* begin Data supplied *

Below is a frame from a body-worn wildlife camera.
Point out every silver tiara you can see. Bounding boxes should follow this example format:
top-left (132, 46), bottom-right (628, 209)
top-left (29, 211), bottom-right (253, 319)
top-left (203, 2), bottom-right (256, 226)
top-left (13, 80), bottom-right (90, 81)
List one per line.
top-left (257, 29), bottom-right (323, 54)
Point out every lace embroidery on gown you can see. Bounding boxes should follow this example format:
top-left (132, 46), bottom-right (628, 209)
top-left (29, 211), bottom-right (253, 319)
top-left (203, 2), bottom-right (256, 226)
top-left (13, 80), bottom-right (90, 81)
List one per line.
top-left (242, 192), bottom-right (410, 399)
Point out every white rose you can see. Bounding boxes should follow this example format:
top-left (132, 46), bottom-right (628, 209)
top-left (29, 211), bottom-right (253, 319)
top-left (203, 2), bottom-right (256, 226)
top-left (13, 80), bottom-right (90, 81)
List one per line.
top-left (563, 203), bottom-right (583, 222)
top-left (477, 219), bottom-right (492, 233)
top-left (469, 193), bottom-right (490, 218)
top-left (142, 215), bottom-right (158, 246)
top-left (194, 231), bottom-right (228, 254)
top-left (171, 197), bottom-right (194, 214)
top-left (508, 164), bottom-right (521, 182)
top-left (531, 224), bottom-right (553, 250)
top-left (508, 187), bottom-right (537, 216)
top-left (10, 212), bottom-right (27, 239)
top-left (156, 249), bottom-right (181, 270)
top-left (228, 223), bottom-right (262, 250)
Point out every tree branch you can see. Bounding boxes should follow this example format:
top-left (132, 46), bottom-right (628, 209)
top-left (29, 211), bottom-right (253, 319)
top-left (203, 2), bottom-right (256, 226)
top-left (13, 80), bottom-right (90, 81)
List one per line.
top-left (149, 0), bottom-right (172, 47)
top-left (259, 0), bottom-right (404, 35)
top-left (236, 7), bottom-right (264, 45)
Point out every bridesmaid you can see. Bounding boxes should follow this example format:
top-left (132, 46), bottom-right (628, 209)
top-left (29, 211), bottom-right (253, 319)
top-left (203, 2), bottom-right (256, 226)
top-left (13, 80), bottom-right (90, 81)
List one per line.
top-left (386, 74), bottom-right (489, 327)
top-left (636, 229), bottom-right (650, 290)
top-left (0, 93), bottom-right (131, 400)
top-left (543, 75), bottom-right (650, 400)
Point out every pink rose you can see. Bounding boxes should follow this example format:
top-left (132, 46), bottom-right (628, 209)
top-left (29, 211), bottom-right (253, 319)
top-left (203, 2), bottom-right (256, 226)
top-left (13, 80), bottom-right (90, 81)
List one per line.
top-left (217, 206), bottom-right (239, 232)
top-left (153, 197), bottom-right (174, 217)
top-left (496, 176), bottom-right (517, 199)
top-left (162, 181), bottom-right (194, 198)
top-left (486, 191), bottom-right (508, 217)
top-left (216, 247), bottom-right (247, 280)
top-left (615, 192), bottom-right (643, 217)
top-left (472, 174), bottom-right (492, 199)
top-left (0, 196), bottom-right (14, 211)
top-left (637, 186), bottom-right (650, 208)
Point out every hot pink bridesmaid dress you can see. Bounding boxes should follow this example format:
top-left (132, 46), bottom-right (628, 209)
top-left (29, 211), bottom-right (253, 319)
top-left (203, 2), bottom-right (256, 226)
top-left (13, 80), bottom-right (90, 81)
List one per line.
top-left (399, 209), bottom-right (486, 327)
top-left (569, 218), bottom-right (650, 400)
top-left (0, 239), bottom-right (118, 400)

* end Data supplied *

Work instructions.
Copy out the items word for word, from the first line of the items through the line with "top-left (257, 29), bottom-right (323, 54)".

Written solution.
Below is a frame from a body-worn wildlife camera.
Point out every silver tiara you can see. Bounding boxes should follow this example format:
top-left (132, 46), bottom-right (628, 209)
top-left (29, 211), bottom-right (253, 319)
top-left (203, 2), bottom-right (256, 226)
top-left (13, 80), bottom-right (90, 81)
List one per line.
top-left (257, 29), bottom-right (323, 54)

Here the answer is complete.